- **REQUIRED ACTION**: What lines below include the word "clear"? Copy each one.

Natural language region descriptions:
------------------------------------------------------------------------

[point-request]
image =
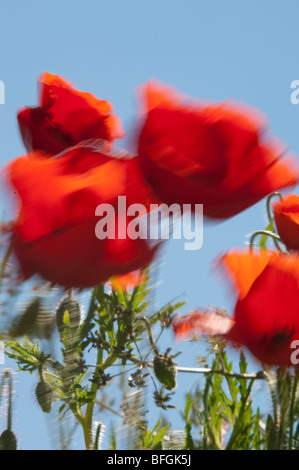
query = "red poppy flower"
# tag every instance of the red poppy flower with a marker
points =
(65, 117)
(286, 214)
(54, 235)
(266, 316)
(215, 155)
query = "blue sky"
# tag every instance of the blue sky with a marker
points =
(209, 49)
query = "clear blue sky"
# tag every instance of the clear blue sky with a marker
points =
(211, 49)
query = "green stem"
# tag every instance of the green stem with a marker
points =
(292, 409)
(4, 262)
(87, 424)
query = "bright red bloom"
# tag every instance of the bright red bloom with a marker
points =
(286, 214)
(214, 155)
(54, 234)
(65, 117)
(266, 317)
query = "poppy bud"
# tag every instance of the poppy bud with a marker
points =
(68, 314)
(44, 395)
(165, 371)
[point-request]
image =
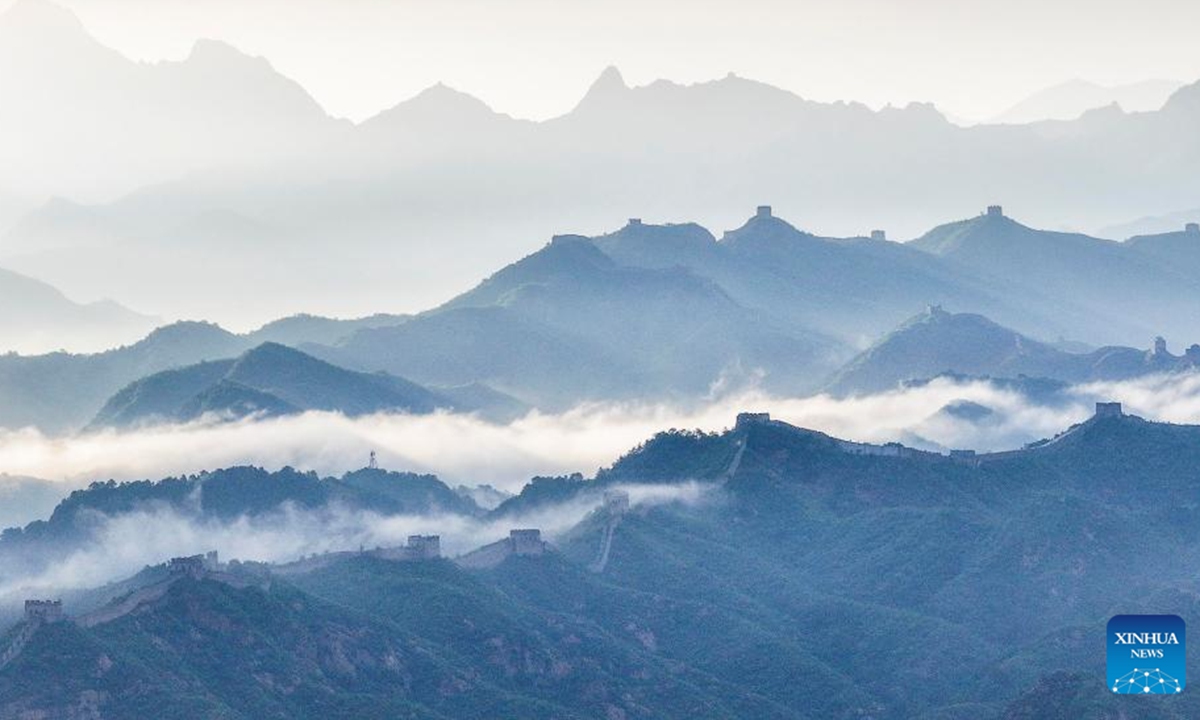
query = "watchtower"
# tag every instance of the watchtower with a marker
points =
(43, 611)
(190, 567)
(527, 541)
(616, 502)
(745, 419)
(425, 547)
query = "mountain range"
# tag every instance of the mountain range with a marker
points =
(939, 342)
(270, 379)
(1069, 100)
(904, 583)
(264, 171)
(37, 318)
(671, 313)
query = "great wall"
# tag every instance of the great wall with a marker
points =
(520, 541)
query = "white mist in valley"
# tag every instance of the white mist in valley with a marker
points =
(466, 449)
(120, 545)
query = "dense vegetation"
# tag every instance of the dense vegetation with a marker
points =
(810, 583)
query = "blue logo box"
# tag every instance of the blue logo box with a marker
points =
(1146, 654)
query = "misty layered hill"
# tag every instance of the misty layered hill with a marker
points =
(847, 288)
(270, 379)
(246, 493)
(64, 391)
(939, 342)
(36, 318)
(83, 120)
(1069, 100)
(1132, 291)
(569, 323)
(1179, 247)
(868, 569)
(393, 189)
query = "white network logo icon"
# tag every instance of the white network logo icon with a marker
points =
(1144, 681)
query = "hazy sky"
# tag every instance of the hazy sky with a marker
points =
(535, 58)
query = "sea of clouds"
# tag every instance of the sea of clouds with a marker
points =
(465, 449)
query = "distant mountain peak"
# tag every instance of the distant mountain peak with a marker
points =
(611, 84)
(763, 223)
(437, 103)
(216, 51)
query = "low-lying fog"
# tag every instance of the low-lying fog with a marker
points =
(462, 449)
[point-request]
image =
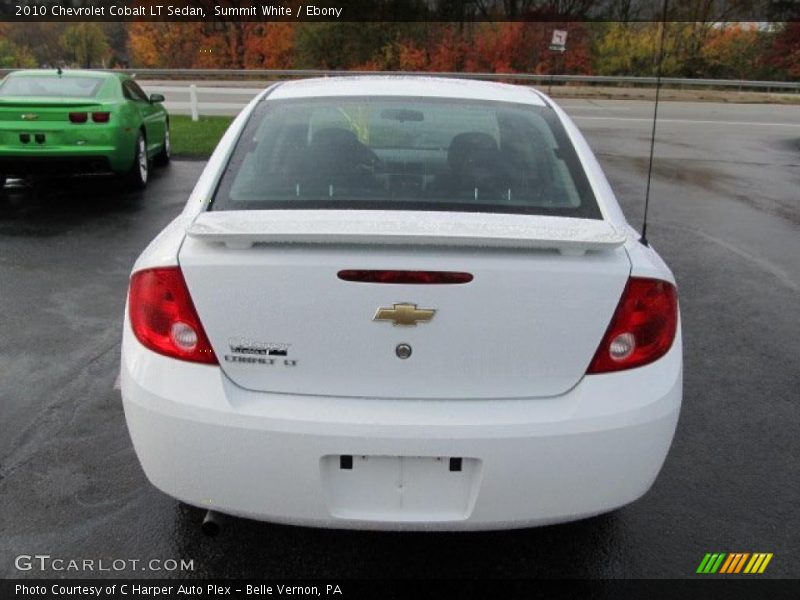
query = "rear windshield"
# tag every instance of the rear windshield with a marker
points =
(405, 154)
(60, 87)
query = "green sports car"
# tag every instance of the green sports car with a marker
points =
(54, 121)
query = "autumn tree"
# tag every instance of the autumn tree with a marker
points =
(11, 55)
(85, 44)
(269, 45)
(735, 51)
(784, 53)
(166, 45)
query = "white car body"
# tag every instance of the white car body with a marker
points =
(497, 379)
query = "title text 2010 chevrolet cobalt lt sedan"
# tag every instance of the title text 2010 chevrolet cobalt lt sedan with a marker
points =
(402, 303)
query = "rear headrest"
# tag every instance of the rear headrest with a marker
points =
(470, 146)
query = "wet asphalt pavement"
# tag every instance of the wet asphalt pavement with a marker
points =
(725, 216)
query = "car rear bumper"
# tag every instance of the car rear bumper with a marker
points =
(276, 457)
(53, 164)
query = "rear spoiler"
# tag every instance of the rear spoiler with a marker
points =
(242, 229)
(47, 102)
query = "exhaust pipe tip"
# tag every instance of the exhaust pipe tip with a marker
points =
(212, 523)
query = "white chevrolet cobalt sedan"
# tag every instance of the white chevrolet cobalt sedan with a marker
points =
(402, 303)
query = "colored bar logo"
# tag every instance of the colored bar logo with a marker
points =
(734, 563)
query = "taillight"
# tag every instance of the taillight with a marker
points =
(163, 316)
(642, 329)
(405, 277)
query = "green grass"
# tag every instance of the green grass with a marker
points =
(196, 139)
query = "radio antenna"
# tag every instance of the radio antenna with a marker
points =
(643, 239)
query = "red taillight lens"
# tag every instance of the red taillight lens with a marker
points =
(163, 316)
(642, 329)
(406, 277)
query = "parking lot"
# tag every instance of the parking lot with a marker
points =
(725, 215)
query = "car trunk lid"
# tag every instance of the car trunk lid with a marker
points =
(266, 286)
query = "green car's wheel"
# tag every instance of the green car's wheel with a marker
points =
(140, 169)
(163, 156)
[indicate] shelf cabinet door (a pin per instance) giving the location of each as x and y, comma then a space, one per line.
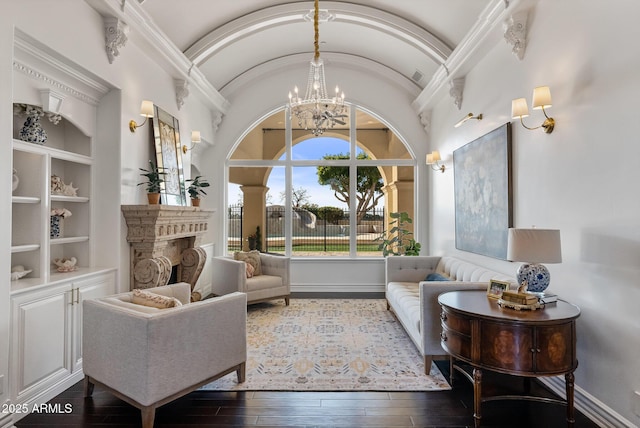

------------------------------------------------------------------------

- **EXERCISE SOLUTION**:
query = "clear blue sky"
# tag every instance of the clear blue sky with a marker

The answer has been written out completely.